Data section =
***

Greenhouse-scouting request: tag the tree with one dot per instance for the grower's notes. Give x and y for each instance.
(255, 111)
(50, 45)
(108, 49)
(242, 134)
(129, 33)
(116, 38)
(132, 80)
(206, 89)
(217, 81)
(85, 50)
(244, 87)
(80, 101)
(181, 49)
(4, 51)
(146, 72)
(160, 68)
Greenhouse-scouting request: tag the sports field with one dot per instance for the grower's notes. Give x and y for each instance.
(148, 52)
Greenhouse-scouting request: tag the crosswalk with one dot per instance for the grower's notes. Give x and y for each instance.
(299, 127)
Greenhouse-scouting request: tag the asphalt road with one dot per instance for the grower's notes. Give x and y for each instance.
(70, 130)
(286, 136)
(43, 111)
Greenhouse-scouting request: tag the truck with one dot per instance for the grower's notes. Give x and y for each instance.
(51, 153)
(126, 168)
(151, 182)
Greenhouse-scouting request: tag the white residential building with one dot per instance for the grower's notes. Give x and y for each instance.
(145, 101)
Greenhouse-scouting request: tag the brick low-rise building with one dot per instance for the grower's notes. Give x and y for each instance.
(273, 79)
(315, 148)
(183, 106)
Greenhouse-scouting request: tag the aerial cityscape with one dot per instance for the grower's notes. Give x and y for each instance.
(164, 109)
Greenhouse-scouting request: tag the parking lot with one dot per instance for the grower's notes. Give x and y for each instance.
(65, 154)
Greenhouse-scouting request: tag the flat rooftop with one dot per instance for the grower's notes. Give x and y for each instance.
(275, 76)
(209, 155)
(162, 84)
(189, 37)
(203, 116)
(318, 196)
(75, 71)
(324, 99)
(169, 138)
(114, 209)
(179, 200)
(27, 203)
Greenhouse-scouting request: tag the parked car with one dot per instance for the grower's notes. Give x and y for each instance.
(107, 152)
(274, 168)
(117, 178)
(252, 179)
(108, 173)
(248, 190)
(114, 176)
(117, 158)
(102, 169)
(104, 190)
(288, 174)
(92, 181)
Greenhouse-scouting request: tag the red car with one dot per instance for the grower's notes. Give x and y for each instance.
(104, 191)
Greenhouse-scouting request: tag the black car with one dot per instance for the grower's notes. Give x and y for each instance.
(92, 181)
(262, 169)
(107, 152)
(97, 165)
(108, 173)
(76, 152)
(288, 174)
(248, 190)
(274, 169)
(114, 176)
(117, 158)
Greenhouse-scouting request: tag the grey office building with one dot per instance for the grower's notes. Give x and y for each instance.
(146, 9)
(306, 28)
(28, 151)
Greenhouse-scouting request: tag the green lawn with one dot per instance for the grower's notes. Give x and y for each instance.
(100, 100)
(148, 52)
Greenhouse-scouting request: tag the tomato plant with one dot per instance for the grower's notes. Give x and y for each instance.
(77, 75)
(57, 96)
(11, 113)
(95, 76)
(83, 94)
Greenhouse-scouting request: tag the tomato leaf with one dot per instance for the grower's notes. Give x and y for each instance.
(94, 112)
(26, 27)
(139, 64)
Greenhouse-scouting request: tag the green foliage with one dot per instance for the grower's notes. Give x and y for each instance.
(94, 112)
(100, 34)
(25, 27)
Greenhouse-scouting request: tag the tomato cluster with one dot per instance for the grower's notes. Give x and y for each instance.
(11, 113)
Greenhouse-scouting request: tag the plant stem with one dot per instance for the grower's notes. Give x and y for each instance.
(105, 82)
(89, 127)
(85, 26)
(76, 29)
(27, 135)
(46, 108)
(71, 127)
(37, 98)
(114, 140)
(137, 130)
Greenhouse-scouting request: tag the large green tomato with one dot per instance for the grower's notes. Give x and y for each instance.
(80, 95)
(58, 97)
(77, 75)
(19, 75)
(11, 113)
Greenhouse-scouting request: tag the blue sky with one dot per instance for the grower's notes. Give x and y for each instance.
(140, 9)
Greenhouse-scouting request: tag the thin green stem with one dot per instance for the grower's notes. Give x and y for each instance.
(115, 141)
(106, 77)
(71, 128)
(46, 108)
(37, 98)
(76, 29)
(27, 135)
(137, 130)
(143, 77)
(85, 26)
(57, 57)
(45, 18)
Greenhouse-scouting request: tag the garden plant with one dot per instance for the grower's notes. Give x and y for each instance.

***

Please copy, word for word, everything from the line containing "Greenhouse-scouting request: tag the green lawn" down to the end of the material above, including both ends.

Greenhouse-scouting request: tag the green lawn with one dot per instance for the grower's notes. Give x and y for each instance.
(100, 100)
(148, 52)
Greenhouse-scouting request: tag the tomato plant with one dot per instance for the grower's notes. Give x and y for each instance.
(77, 75)
(57, 96)
(11, 113)
(95, 76)
(83, 94)
Greenhouse-scouting request: tag the tomato leaf with one dot per instance for the grower's notes. Give x and y for each instance.
(94, 112)
(26, 27)
(139, 64)
Greenhouse-scouting request: tag the green foliage with one dot per instance for the grower's notes. Give x and y for each instance.
(94, 112)
(100, 34)
(25, 27)
Greenhouse-scouting request: tag the tomato cluster with one dot per instance for the grower's notes. Give x and y for each instance.
(11, 113)
Greenhouse-scouting request: tag the plant stem with one dot per instance for the grower's notes. Give x and y for each instance.
(105, 82)
(89, 127)
(85, 26)
(76, 29)
(27, 135)
(46, 108)
(71, 127)
(37, 98)
(114, 140)
(137, 130)
Greenhouse-scouting request: tag the large green tomato with one dot per instance for the grower's notes. Give x and y for each instance.
(80, 95)
(58, 97)
(77, 75)
(19, 75)
(11, 113)
Greenhouse-scouting request: tag the blue sky with one dot per instance for the grower's notes. Give x and y for each instance.
(140, 9)
Greenhouse-scouting request: tag the thin green stem with one dot per instance for the grower's notes. Give x and y for each instance.
(115, 141)
(106, 77)
(71, 128)
(46, 108)
(37, 98)
(76, 29)
(27, 135)
(137, 130)
(143, 77)
(85, 26)
(57, 57)
(45, 18)
Greenhouse-scouting request: tag the garden plant with one dot per instance for the grower's notes. Give x and y for each instance.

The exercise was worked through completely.